**What is asked:**
Copy the records that follow exactly as written, but not their pictures.

**Picture shape labeling items:**
┄┄┄┄┄┄┄┄┄┄┄┄┄┄┄┄┄┄┄┄

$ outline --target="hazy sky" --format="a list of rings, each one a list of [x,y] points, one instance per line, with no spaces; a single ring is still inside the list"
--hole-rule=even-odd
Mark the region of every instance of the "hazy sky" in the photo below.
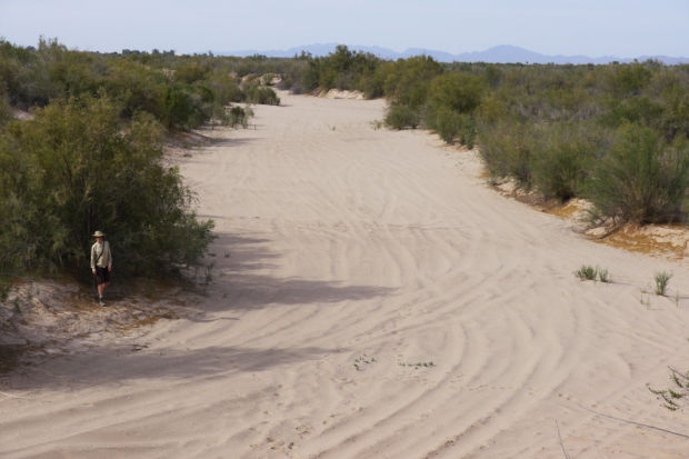
[[[270,50],[337,42],[452,53],[689,57],[689,0],[0,0],[0,37],[70,49]]]

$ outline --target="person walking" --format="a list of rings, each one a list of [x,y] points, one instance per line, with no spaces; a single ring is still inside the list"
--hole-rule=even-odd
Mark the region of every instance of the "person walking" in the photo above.
[[[98,283],[98,303],[100,306],[106,306],[103,293],[106,288],[110,285],[112,252],[110,251],[110,243],[103,240],[106,233],[96,231],[92,236],[96,238],[96,243],[91,246],[91,271],[93,276],[96,276],[96,281]]]

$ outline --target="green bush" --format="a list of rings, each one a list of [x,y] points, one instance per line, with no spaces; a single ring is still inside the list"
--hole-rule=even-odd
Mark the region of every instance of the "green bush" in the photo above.
[[[535,127],[513,119],[482,124],[479,132],[480,154],[493,177],[511,177],[521,188],[533,180]]]
[[[656,272],[653,280],[656,281],[656,295],[661,295],[665,297],[665,293],[668,290],[668,283],[672,275],[666,271]]]
[[[580,280],[596,280],[596,277],[598,276],[598,268],[593,268],[592,266],[588,266],[588,265],[582,265],[581,268],[575,271],[575,275]]]
[[[248,84],[244,89],[244,101],[264,106],[280,104],[280,98],[272,88],[261,87],[258,83]]]
[[[601,142],[590,124],[541,127],[533,154],[533,184],[546,198],[562,202],[580,196]]]
[[[393,129],[416,129],[421,117],[407,106],[391,106],[386,114],[386,124]]]
[[[429,99],[436,106],[449,107],[458,113],[469,113],[480,103],[485,83],[480,77],[460,72],[446,72],[430,84]]]
[[[198,221],[177,168],[160,162],[160,124],[129,128],[107,98],[58,99],[0,136],[0,267],[87,267],[104,230],[118,272],[157,273],[203,255],[212,221]]]
[[[446,143],[459,140],[467,148],[473,148],[476,129],[471,117],[458,113],[448,107],[439,107],[427,120],[428,127],[435,129]]]
[[[241,107],[232,107],[229,113],[228,124],[232,128],[241,126],[246,128],[248,126],[248,114]]]
[[[626,124],[598,161],[587,196],[600,217],[637,223],[686,221],[689,144],[665,143],[650,128]]]

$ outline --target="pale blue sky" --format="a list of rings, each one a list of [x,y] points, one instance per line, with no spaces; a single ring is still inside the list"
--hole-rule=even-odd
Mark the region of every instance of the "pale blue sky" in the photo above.
[[[178,53],[338,42],[452,53],[689,57],[689,0],[0,0],[0,37]]]

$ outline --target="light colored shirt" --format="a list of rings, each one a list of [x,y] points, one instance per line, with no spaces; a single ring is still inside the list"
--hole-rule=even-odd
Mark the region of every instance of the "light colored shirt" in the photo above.
[[[103,243],[96,242],[91,246],[91,269],[96,269],[96,265],[101,268],[112,268],[112,253],[110,252],[110,243],[108,241],[103,241]]]

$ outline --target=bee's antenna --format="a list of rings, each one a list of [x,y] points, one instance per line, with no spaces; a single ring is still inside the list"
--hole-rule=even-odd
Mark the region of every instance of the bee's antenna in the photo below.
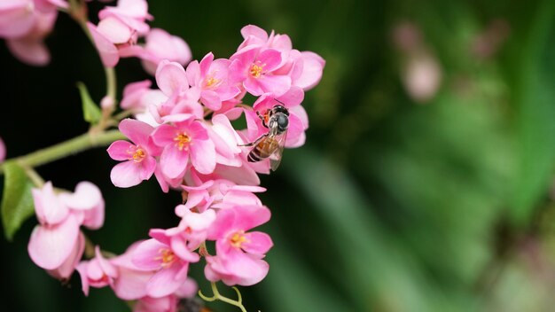
[[[283,105],[284,106],[285,105],[285,104],[284,102],[282,102],[282,101],[278,100],[278,98],[274,98],[274,101],[276,101],[276,102],[278,102],[278,103],[279,103],[279,104]]]

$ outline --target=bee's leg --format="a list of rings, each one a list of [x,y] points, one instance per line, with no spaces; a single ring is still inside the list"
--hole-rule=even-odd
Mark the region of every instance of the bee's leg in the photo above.
[[[268,125],[266,124],[266,121],[264,120],[264,116],[262,116],[258,111],[256,111],[256,115],[258,115],[258,118],[260,118],[260,120],[262,121],[262,126],[264,126],[265,128],[268,128]]]
[[[239,147],[244,147],[244,146],[246,146],[246,147],[254,146],[254,145],[256,145],[256,144],[258,144],[258,143],[259,143],[259,142],[260,142],[262,138],[264,138],[264,137],[266,137],[266,136],[268,136],[268,133],[266,133],[266,134],[263,134],[263,135],[260,136],[260,137],[259,137],[259,138],[257,138],[256,140],[254,140],[254,142],[247,143],[247,144],[237,144],[237,146],[239,146]]]

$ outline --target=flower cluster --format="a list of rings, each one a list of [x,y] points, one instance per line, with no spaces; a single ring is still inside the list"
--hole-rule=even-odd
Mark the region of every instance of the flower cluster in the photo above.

┄┄┄┄┄┄┄┄┄┄┄┄┄┄┄┄┄┄┄┄

**Written solution:**
$ outline --target="hazy sky" --format="a list of rings, each one a list of [x,y] points, one instance per line, with no spaces; a single ring is still inside the list"
--hole-rule=even-odd
Mark the region of every instance of the "hazy sky" in the photo below.
[[[270,50],[337,42],[452,53],[689,57],[689,0],[0,0],[0,37],[70,49]]]

$ outline --target="person walking" --format="a list of rings, each one a list of [x,y] points, one instance per line, with no spaces; a single ring is still inside the list"
--hole-rule=even-odd
Mark the region of every instance of the "person walking" in the photo above.
[[[98,283],[98,303],[100,306],[106,306],[103,293],[106,288],[110,285],[112,252],[110,251],[110,243],[103,240],[106,233],[96,231],[92,236],[96,238],[96,243],[91,246],[91,271],[93,276],[96,276],[96,281]]]

$ outline --target="green bush" --format="a list of rings, each one a list of [x,y] points, one instance per line, with no spaces; a single ring is still inside the list"
--hole-rule=even-odd
Mark the region of every instance of the "green bush" in the photo above.
[[[535,127],[513,119],[482,124],[479,132],[480,154],[493,177],[511,177],[521,188],[533,180]]]
[[[656,272],[653,280],[656,281],[656,295],[661,295],[665,297],[665,293],[668,290],[668,283],[672,275],[666,271]]]
[[[580,280],[596,280],[596,277],[598,276],[598,268],[593,268],[592,266],[588,266],[588,265],[582,265],[581,268],[575,271],[575,275]]]
[[[248,84],[244,89],[244,101],[264,106],[280,104],[280,98],[272,88],[261,87],[258,83]]]
[[[601,142],[590,124],[541,127],[533,154],[533,184],[546,198],[562,202],[580,196]]]
[[[393,129],[416,129],[421,117],[407,106],[391,106],[386,114],[386,124]]]
[[[429,99],[436,106],[449,107],[458,113],[469,113],[480,103],[485,83],[480,77],[460,72],[446,72],[430,84]]]
[[[198,221],[177,168],[160,162],[160,124],[129,128],[107,98],[58,99],[0,136],[0,267],[87,267],[104,230],[118,272],[157,273],[203,255],[212,221]]]
[[[446,143],[459,140],[467,148],[473,148],[476,129],[471,117],[458,113],[448,107],[439,107],[427,120],[428,127],[435,129]]]
[[[241,107],[232,107],[229,113],[228,124],[232,128],[241,126],[246,128],[248,126],[248,114]]]
[[[626,124],[598,161],[587,196],[600,217],[637,223],[686,221],[689,144],[665,143],[650,128]]]

$ outline --target="pale blue sky" --format="a list of rings, each one a list of [x,y] points, one instance per line, with no spaces; a single ring is still inside the list"
--hole-rule=even-odd
Mark the region of every instance of the "pale blue sky" in the photo above.
[[[178,53],[338,42],[452,53],[689,57],[689,0],[0,0],[0,37]]]

$ outline --target="light colored shirt" --format="a list of rings, each one a list of [x,y] points, one instance per line, with no spaces; a single ring is still inside the list"
--hole-rule=even-odd
Mark the region of every instance of the "light colored shirt" in the photo above.
[[[103,243],[96,242],[91,246],[91,269],[96,269],[96,265],[101,268],[112,268],[112,253],[110,252],[110,243],[108,241],[103,241]]]

$ outline --target=bee's antenna --format="a list of rings, each one a list of [x,y] points, one instance per line, with no spaces; a single ring is still inside the list"
--hole-rule=even-odd
Mark the region of every instance of the bee's antenna in the photo below.
[[[283,105],[284,106],[285,105],[285,104],[284,102],[282,102],[282,101],[278,100],[278,98],[274,98],[274,101],[276,101],[276,102],[278,102],[278,103],[279,103],[279,104]]]

$ outline --target=bee's leg --format="a list of rings, each one a list of [x,y] points, one instance per line, with no spaces; a single ring is still inside the list"
--hole-rule=even-odd
Mark the region of every instance of the bee's leg in the photo above.
[[[268,125],[266,124],[266,121],[264,120],[264,116],[262,116],[258,111],[256,111],[256,115],[258,115],[258,118],[260,118],[260,120],[262,121],[262,126],[264,126],[265,128],[268,128]]]
[[[239,147],[244,147],[244,146],[246,146],[246,147],[254,146],[254,145],[256,145],[256,144],[258,144],[258,143],[259,143],[259,142],[260,142],[262,138],[264,138],[264,137],[266,137],[266,136],[268,136],[268,133],[266,133],[266,134],[263,134],[263,135],[260,136],[260,137],[259,137],[259,138],[257,138],[256,140],[254,140],[254,142],[247,143],[247,144],[237,144],[237,146],[239,146]]]

$ outline --target=flower cluster --format="a list of rings, each one a list of [x,y] points, one instance per line, with no spaces; a single ring is still inside the list"
--hole-rule=even-odd
Mark the region of every instance of the flower cluster in the photo above.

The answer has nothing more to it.